■ Yönergeler:
(1) Uzun kışı anlatan metinde "Uzun bir kışı" ile başlayıp "çıkabileceğiz diye umuyorum." ile biten bölümü aynen yineleyin.
(2) Uzun kışı anlatan metni kaldığı yerden devam ettirin.

***** Alıntı metin *****

(İmer’in bir önceki yazısı)
Uzun bir kışı geride bıraktık demek isterdim ama henüz bahar gelmedi. Nisan sonu geldi, bahar gelmedi. En azından kar yağmıyor diyoruz. Hava hala soğuk. Geçen yıl kış çok hafif geçti demişlerdi. Biz de bu hafif değil gayet kış diyorduk ama bu yıl anladık ne demek istediklerini. Kar küremekten başımızı kaldıramadık. Bahçemizde kenara yığdığımız karların küçük de olsa bir kısmı hala duruyor. Bütün kış nerdeyse hemen hep evdeydik. Dışarı çıkma planlarımız hep kısıtlı oldu. Şimdi de gecikmeli Nisan yağmurları zamanı. Bir aralık bulup rahat rahat dışarı çıkabileceğiz diye umuyorum.

***** Kayıtlı bilgiler *****

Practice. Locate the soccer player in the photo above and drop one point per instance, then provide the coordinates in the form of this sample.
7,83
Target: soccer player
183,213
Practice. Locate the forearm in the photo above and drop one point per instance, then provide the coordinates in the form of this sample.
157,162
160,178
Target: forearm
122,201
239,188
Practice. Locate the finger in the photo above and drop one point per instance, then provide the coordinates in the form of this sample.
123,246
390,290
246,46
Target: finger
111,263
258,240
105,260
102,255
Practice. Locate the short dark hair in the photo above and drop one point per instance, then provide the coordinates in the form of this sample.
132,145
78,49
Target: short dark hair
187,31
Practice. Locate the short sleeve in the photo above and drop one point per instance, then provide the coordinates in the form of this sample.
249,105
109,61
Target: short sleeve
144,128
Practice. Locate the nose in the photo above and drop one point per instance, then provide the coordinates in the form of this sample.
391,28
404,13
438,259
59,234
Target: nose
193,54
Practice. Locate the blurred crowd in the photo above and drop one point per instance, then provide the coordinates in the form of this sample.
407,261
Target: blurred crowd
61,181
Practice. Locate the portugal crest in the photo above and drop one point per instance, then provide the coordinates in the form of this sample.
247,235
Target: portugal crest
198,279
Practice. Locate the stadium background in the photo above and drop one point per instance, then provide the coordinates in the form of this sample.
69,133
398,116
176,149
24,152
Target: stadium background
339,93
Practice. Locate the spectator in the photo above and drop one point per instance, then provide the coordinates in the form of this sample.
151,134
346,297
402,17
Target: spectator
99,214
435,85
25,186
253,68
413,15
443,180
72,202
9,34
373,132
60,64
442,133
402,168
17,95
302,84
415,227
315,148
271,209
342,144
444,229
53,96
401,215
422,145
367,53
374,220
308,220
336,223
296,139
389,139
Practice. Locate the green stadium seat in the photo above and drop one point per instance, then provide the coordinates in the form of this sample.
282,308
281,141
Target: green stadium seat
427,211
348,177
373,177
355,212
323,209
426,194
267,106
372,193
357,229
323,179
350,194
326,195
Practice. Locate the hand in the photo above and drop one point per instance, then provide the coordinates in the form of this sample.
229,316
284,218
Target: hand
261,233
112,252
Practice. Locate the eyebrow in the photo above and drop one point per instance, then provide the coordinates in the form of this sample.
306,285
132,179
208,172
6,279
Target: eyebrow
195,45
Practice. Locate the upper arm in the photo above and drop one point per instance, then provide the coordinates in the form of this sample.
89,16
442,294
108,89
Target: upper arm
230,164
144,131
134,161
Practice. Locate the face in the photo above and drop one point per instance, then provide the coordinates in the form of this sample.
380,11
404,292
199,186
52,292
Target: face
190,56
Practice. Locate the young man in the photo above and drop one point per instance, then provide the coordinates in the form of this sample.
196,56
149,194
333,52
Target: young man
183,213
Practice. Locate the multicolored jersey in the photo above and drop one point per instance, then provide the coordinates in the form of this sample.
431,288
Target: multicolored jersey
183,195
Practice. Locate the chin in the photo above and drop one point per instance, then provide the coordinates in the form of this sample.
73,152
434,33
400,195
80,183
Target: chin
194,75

*****

■ Yanıtlar:
(1)
Uzun bir kışı geride bıraktık demek isterdim ama henüz bahar gelmedi. Nisan sonu geldi, bahar gelmedi. En azından kar yağmıyor diyoruz. Hava hala soğuk. Geçen yıl kış çok hafif geçti demişlerdi. Biz de bu hafif değil gayet kış diyorduk ama bu yıl anladık ne demek istediklerini. Kar küremekten başımızı kaldıramadık. Bahçemizde kenara yığdığımız karların küçük de olsa bir kısmı hala duruyor. Bütün kış nerdeyse hemen hep evdeydik. Dışarı çıkma planlarımız hep kısıtlı oldu. Şimdi de gecikmeli Nisan yağmurları zamanı. Bir aralık bulup rahat rahat dışarı çıkabileceğiz diye umuyorum.

(2)
Bence burada öyle dört mevsim falan yok. Burada kış ve türevleri var. Hafif kış, kara kış, orta kış, kış başı, kış sonu ve arada bahardan kalma günler var. Öyle yazmış, baharmış, hava 30 derece olsun hayalimiz de yok hani. Dışarı çıkalım, üzerimize ince bir mont alalım, biraz yürüyelim, bahçede oturalım, açık havada bir şeyler yiyelim gibi basit şeyler yeterli. Ağustos sonu Eylül başı sakin bir hava sonrasında da şanslı isek Ekim’de güneşli birkaç gün. Akabinde hoş geldin kış başı.
Kar fırtınası uyarısı olduğunda tabi ki okullar tatil ediliyor, insanlar işlerinden erken çıkıyor, marketler erken kapanıyor, geç açılıyor ya da açılmıyor. Bankalar, devlet daireleri kapanıyor, herkes evlerine çekiliyor. Bu yıl bu şekilde 4-5 kar fırtınası atlattık. Genelde de 20-30 cm ve üzerinde olduğunda bir panik havası yaşanıyor. Araba yolları belediye tarafından açılıyor. Kaldırımları da yetişebildikleri sürece açıyorlar ama bu yıl pek yetişemediler.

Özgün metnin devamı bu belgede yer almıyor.